By Dr George Venturini  

Paying tribute to Elizabeth II as Queen of Australia in the House of Representatives on 7 February 2012, then Prime Minister of Australia Julia Gillard stated that the Queen was a ‘revered figure’ in Australia. (Commonwealth of Australia, Hansard, House of Representatives, 7 February 2012 at 8-10).

Ms. Gillard also announced that she would on 4 June light a beacon atop Parliament House and that a street in the parliamentary triangle in Canberra would be renamed ‘Queen Elizabeth Terrace’. Meanwhile, then Western Australian Premier Colin Barnett announced on 28 May that a new waterfront development in Perth would be named ‘Elizabeth Quay’ in the Queen’s honour.

A detachment of the New South Wales Mounted Police was sent to perform at the Diamond Jubilee Pageant held at Windsor Castle in May 2012.

A special ecumenical service was conducted in St James’ Church, Sydney, at which the invited preacher was Cardinal George Pell and the Governor of New South Wales, Dr. Marie Bashir, was the guest of honour. The Anglican Church of Australia also held a service of prayer and thanksgiving to commemorate the Diamond Jubilee at St. John’s Cathedral in Brisbane, on 20 May 2012. The service was welcomed by Phillip Aspinall, Anglican Archbishop of Brisbane, and the Homily was given by Mark Coleridge, Catholic Archbishop of Brisbane. The guest of honour was the Governor of Queensland, Penelope Wensley, and Ian Walker represented the Queensland Cabinet. Did anyone say ‘secular Australia’?

▶ _SHORT TASK_
Resume the piece above on Australia's 2012 Diamond Jubilee tributes to Elizabeth II, beginning right after its final sentence. The material after this point comes from a separate source.

▶ _DATA LISTING_
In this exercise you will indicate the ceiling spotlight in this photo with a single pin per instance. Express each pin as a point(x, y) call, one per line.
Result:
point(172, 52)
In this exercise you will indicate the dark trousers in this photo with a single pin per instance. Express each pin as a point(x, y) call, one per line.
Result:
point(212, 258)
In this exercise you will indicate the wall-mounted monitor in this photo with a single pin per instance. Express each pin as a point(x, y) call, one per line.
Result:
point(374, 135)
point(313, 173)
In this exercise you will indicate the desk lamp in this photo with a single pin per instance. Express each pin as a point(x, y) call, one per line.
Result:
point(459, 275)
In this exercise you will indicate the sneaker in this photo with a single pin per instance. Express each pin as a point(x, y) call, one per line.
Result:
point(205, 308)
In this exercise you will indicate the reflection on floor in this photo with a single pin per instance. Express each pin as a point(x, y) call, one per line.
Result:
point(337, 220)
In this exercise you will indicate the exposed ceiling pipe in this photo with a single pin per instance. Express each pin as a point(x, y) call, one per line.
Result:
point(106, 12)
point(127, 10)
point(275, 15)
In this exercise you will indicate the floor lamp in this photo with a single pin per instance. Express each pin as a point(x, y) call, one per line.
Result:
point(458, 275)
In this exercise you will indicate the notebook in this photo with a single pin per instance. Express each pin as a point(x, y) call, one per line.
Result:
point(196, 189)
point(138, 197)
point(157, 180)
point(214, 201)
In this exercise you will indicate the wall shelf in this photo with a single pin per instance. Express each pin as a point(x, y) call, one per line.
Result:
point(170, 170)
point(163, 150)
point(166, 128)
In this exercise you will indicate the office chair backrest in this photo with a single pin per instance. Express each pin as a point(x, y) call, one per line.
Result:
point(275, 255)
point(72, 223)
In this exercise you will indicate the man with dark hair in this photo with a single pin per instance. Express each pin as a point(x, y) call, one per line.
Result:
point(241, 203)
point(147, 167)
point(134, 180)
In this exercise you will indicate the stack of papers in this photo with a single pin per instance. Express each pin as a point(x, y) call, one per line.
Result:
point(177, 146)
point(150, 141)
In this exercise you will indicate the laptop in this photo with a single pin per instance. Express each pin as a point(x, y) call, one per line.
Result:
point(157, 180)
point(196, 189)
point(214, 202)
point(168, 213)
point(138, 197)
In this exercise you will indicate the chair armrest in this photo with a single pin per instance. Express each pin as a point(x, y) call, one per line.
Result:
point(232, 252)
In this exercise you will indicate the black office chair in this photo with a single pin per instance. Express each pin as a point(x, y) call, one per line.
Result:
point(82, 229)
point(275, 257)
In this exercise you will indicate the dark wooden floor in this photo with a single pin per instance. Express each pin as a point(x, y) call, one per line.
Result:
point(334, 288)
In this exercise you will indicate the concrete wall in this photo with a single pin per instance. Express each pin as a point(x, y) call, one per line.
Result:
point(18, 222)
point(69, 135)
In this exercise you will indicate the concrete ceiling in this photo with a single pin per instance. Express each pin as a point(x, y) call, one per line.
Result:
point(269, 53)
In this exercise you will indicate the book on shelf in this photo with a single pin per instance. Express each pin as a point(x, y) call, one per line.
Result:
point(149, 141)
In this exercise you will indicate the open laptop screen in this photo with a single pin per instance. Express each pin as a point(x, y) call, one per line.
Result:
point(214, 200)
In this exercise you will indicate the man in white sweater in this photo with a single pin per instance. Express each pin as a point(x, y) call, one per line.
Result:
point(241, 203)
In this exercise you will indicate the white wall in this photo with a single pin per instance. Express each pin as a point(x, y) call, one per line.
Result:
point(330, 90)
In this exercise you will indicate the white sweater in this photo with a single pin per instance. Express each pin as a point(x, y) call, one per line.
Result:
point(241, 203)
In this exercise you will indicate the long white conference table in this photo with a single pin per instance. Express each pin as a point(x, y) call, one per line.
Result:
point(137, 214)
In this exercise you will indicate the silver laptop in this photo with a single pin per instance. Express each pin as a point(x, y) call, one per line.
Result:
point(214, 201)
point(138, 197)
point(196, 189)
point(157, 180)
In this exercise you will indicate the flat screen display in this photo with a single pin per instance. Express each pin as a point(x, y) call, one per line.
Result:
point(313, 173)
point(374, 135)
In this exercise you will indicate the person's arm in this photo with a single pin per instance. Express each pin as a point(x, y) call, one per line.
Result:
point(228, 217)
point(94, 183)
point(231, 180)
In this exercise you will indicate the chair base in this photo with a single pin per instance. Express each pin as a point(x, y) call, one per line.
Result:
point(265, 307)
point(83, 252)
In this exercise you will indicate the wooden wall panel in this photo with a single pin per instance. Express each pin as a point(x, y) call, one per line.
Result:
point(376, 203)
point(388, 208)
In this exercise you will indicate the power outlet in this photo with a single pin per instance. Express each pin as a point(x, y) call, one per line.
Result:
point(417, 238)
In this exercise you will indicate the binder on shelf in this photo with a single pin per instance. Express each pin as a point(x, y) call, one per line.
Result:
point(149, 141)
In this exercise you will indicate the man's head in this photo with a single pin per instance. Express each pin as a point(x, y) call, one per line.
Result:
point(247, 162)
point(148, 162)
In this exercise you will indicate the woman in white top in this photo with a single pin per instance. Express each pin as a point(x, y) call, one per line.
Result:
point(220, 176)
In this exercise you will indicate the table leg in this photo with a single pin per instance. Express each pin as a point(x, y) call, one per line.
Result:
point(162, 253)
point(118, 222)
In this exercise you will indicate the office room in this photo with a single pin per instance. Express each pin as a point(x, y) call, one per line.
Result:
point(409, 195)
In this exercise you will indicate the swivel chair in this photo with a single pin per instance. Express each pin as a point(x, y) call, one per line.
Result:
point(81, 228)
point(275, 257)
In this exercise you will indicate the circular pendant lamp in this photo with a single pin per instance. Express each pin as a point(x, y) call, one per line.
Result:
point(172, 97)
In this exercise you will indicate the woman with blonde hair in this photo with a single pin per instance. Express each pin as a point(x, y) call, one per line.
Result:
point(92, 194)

▶ _THE OUTPUT_
Between 5 and 10 November 2012 Prince Charles and wife Camilla, Duchess of Cornwall, toured Australia visiting to Queensland, New South Wales, Victoria, South Australia and the Australian Capital Territory.

In the United Kingdom, national and regional events to mark the Diamond Jubilee were coordinated by the Queen-in-Council and her Royal Household at Buckingham Palace. As with the Golden Jubilee in 2002, the Department for Culture, Media and Sport was responsible for coordinating the Cabinet-led aspects of the celebrations. Events were planned so as to keep the use of tax money to a minimum; most funds used to fund celebrations were drawn from private donors and sponsors. Only the cost of security was by Her Majesty’s Treasury.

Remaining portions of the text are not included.